> Lista de ejercicios
a. Según el fragmento, ¿por qué Liliana dejó pasar varias horas entre la llamada de las 10 y la siguiente? Contesta en una a tres oraciones.
b. Copia sin ningún cambio el tramo del fragmento que empieza con las palabras que contienen "En ese momento, Liliana" y termina con "camino a Vera.".
c. Haz una lista con todas las prendas que, según el fragmento, llevaba puestas Rosalía el 1 de julio de 2017.

> Fragmento del documento

──────────────────────────────

El 1 de julio de 2017, ella vestía una campera roja con cierres y el interior en blanco y negro, una remerita tipo chomba rosada, el jean y unas zapatillas rosadas casi nuevas. Se trata de los mismos objetos encontrados ayer, en Golondrina. Su mamá los reconoció este mediodía.
Liliana Jara mira al suelo casi todo el tiempo, habla muy bajito y pocas veces levanta la mirada. «Ella se había ido a jugar al 9 (un juego de naipes), al bar que está cerca de la garita. Yo le había dicho que no, que no le iba a cuidar la nena. Pero ella me insistió, que tenía 400 pesos que le había prestado un amigo. Ella estaba seca…», cuenta a UNO Santa Fe. Era el sábado 1 de julio de 2017 y Rosalía necesitaba con urgencia más dinero, porque eso era lo único que le quedaba. En Fortín Olmos no le quedaban muchas otras chances para resolver su necesidad económica.
La madre aprieta un pañuelo entre las manos, encorvada en una silla plástica roja. Recuerda las últimas horas en que vio a su hija y su última conversación: «Me dejó a Alma y me dijo que era solo un ratito. La llamé a las 10 y me dijo que estaba jugando. Ella no quería que la llame tantas veces, porque decía que no le traía suerte. Entonces la volví a llamar recién a la 1, de nuevo a las 2, a las 3 y a las 4. Cuando amaneció me cansé de llamarla. Lo llamé a mi hermano para que vaya a ver hasta el bar, y nada».
En ese momento, Liliana ya sabía que algo no andaba bien: «Me fui más tarde a la comisaría a hacer la denuncia de que mi hija no había vuelto, porque mi hermano me decía que tenía que esperar 24 horas. Pero yo sabía que sea la hora que sea ella volvía siempre a buscar a su hija y de ahí se iba a su casa. Esa nenita era la vida de ella».
El bar al que hace mención Liliana es en realidad una casa muy precaria, sin cartelería, luces en la fachada ni nada que se le parezca. Queda a metros de «la garita», un punto histórico de Fortín, donde pasaba el transporte que trasladaba a los trabajadores de la Forestal, en la salida del pueblo, camino a Vera.
La última tarde
La madre cuenta que esa tarde del 1 de julio, Rosalía había ido a ver a «la húngara» y que la mujer le dio un «curundú» (una especie de amuleto). «Era un coso rojo que se puso en el bolsillito de la campera. Ella creía que con eso iba a tener más suerte, que iba a ganar. La húngara le pedía plata para adivinarle, pero yo no sé qué le preguntaba. Y el amigo que le prestó los 400 pesos también fue ese día a la húngara y tenía ese mismo coso rojo para la suerte. Esa noche él ganó mucho».

──────────────────────────────

> Datos proporcionados

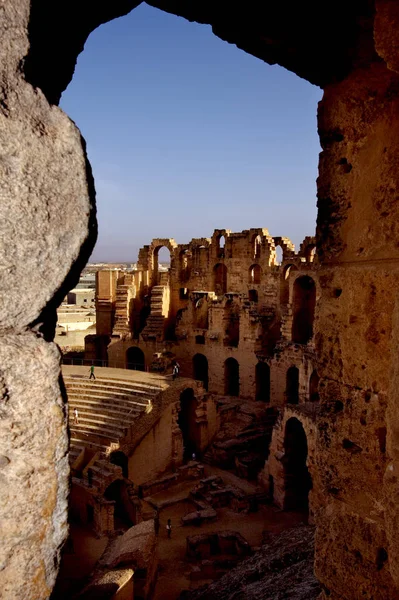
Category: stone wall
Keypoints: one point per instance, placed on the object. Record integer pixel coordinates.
(351, 50)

──────────────────────────────

> Respuestas esperadas
a. Rosalía no quería que la llamara tantas veces, porque decía que eso no le traía suerte. Por eso Liliana recién volvió a llamarla a la 1.

b.
En ese momento, Liliana ya sabía que algo no andaba bien: «Me fui más tarde a la comisaría a hacer la denuncia de que mi hija no había vuelto, porque mi hermano me decía que tenía que esperar 24 horas. Pero yo sabía que sea la hora que sea ella volvía siempre a buscar a su hija y de ahí se iba a su casa. Esa nenita era la vida de ella».
El bar al que hace mención Liliana es en realidad una casa muy precaria, sin cartelería, luces en la fachada ni nada que se le parezca. Queda a metros de «la garita», un punto histórico de Fortín, donde pasaba el transporte que trasladaba a los trabajadores de la Forestal, en la salida del pueblo, camino a Vera.

c.
- una campera roja con cierres y el interior en blanco y negro
- una remerita tipo chomba rosada
- el jean
- unas zapatillas rosadas casi nuevas